• _Supplied records_:
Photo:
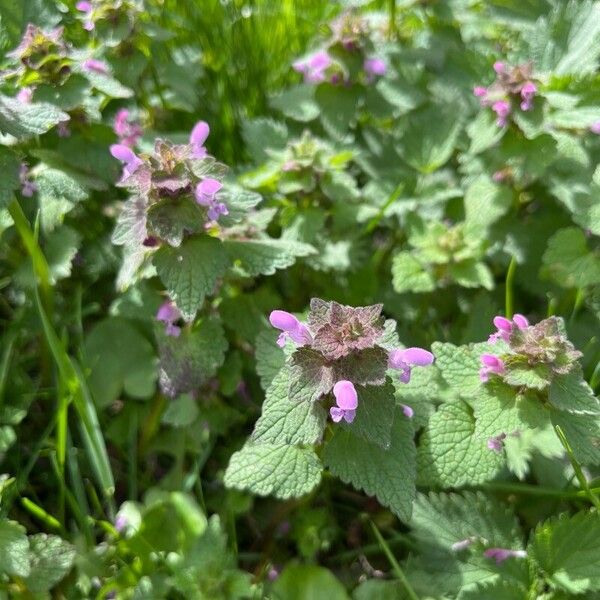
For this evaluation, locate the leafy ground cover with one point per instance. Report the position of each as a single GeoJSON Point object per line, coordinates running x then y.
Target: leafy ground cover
{"type": "Point", "coordinates": [300, 300]}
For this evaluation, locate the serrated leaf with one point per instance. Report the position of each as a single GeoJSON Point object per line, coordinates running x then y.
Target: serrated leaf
{"type": "Point", "coordinates": [389, 475]}
{"type": "Point", "coordinates": [189, 360]}
{"type": "Point", "coordinates": [567, 549]}
{"type": "Point", "coordinates": [297, 103]}
{"type": "Point", "coordinates": [284, 421]}
{"type": "Point", "coordinates": [408, 275]}
{"type": "Point", "coordinates": [450, 454]}
{"type": "Point", "coordinates": [191, 271]}
{"type": "Point", "coordinates": [14, 549]}
{"type": "Point", "coordinates": [51, 559]}
{"type": "Point", "coordinates": [23, 120]}
{"type": "Point", "coordinates": [274, 470]}
{"type": "Point", "coordinates": [571, 393]}
{"type": "Point", "coordinates": [9, 167]}
{"type": "Point", "coordinates": [265, 256]}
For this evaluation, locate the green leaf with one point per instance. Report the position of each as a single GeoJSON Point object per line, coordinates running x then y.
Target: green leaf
{"type": "Point", "coordinates": [430, 137]}
{"type": "Point", "coordinates": [374, 415]}
{"type": "Point", "coordinates": [189, 360]}
{"type": "Point", "coordinates": [307, 582]}
{"type": "Point", "coordinates": [337, 106]}
{"type": "Point", "coordinates": [284, 421]}
{"type": "Point", "coordinates": [263, 134]}
{"type": "Point", "coordinates": [567, 549]}
{"type": "Point", "coordinates": [51, 559]}
{"type": "Point", "coordinates": [389, 475]}
{"type": "Point", "coordinates": [408, 275]}
{"type": "Point", "coordinates": [569, 261]}
{"type": "Point", "coordinates": [274, 470]}
{"type": "Point", "coordinates": [450, 454]}
{"type": "Point", "coordinates": [9, 167]}
{"type": "Point", "coordinates": [191, 271]}
{"type": "Point", "coordinates": [572, 394]}
{"type": "Point", "coordinates": [14, 549]}
{"type": "Point", "coordinates": [25, 120]}
{"type": "Point", "coordinates": [181, 412]}
{"type": "Point", "coordinates": [265, 256]}
{"type": "Point", "coordinates": [120, 359]}
{"type": "Point", "coordinates": [270, 358]}
{"type": "Point", "coordinates": [297, 103]}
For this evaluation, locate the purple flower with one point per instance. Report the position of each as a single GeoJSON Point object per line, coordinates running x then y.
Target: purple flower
{"type": "Point", "coordinates": [374, 67]}
{"type": "Point", "coordinates": [95, 66]}
{"type": "Point", "coordinates": [501, 554]}
{"type": "Point", "coordinates": [127, 156]}
{"type": "Point", "coordinates": [314, 66]}
{"type": "Point", "coordinates": [128, 132]}
{"type": "Point", "coordinates": [198, 137]}
{"type": "Point", "coordinates": [168, 313]}
{"type": "Point", "coordinates": [346, 399]}
{"type": "Point", "coordinates": [496, 443]}
{"type": "Point", "coordinates": [404, 360]}
{"type": "Point", "coordinates": [206, 192]}
{"type": "Point", "coordinates": [28, 188]}
{"type": "Point", "coordinates": [408, 411]}
{"type": "Point", "coordinates": [491, 365]}
{"type": "Point", "coordinates": [505, 326]}
{"type": "Point", "coordinates": [290, 327]}
{"type": "Point", "coordinates": [527, 93]}
{"type": "Point", "coordinates": [25, 95]}
{"type": "Point", "coordinates": [502, 110]}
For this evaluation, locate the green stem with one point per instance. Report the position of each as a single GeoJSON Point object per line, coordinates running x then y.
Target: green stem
{"type": "Point", "coordinates": [395, 566]}
{"type": "Point", "coordinates": [508, 299]}
{"type": "Point", "coordinates": [577, 468]}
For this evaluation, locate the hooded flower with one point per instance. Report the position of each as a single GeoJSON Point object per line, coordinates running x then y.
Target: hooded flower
{"type": "Point", "coordinates": [198, 136]}
{"type": "Point", "coordinates": [290, 327]}
{"type": "Point", "coordinates": [346, 399]}
{"type": "Point", "coordinates": [405, 360]}
{"type": "Point", "coordinates": [314, 66]}
{"type": "Point", "coordinates": [168, 313]}
{"type": "Point", "coordinates": [127, 156]}
{"type": "Point", "coordinates": [206, 192]}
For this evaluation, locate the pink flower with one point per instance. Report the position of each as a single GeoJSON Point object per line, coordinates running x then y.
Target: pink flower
{"type": "Point", "coordinates": [290, 327]}
{"type": "Point", "coordinates": [95, 66]}
{"type": "Point", "coordinates": [505, 326]}
{"type": "Point", "coordinates": [206, 192]}
{"type": "Point", "coordinates": [314, 66]}
{"type": "Point", "coordinates": [527, 93]}
{"type": "Point", "coordinates": [404, 360]}
{"type": "Point", "coordinates": [496, 443]}
{"type": "Point", "coordinates": [374, 67]}
{"type": "Point", "coordinates": [25, 95]}
{"type": "Point", "coordinates": [168, 313]}
{"type": "Point", "coordinates": [491, 365]}
{"type": "Point", "coordinates": [128, 157]}
{"type": "Point", "coordinates": [501, 554]}
{"type": "Point", "coordinates": [346, 399]}
{"type": "Point", "coordinates": [198, 136]}
{"type": "Point", "coordinates": [502, 110]}
{"type": "Point", "coordinates": [128, 132]}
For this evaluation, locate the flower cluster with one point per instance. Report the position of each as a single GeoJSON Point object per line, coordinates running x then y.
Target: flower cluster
{"type": "Point", "coordinates": [350, 38]}
{"type": "Point", "coordinates": [343, 345]}
{"type": "Point", "coordinates": [543, 348]}
{"type": "Point", "coordinates": [513, 86]}
{"type": "Point", "coordinates": [175, 177]}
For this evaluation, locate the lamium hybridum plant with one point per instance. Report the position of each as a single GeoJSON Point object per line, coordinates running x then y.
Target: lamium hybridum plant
{"type": "Point", "coordinates": [344, 363]}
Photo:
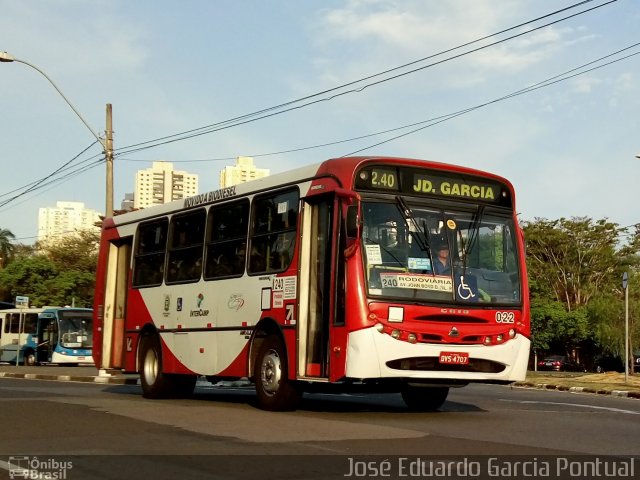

• _What this task involves_: Return every line in the entries above that contains the word "ground", matching case exactly.

• _Task solution_:
For this evaluation, locate the leafy ground cover with one point per instance. Report the position of each as a single GeoJSON Point object per line, coordinates running x then y.
Target: leafy ground cover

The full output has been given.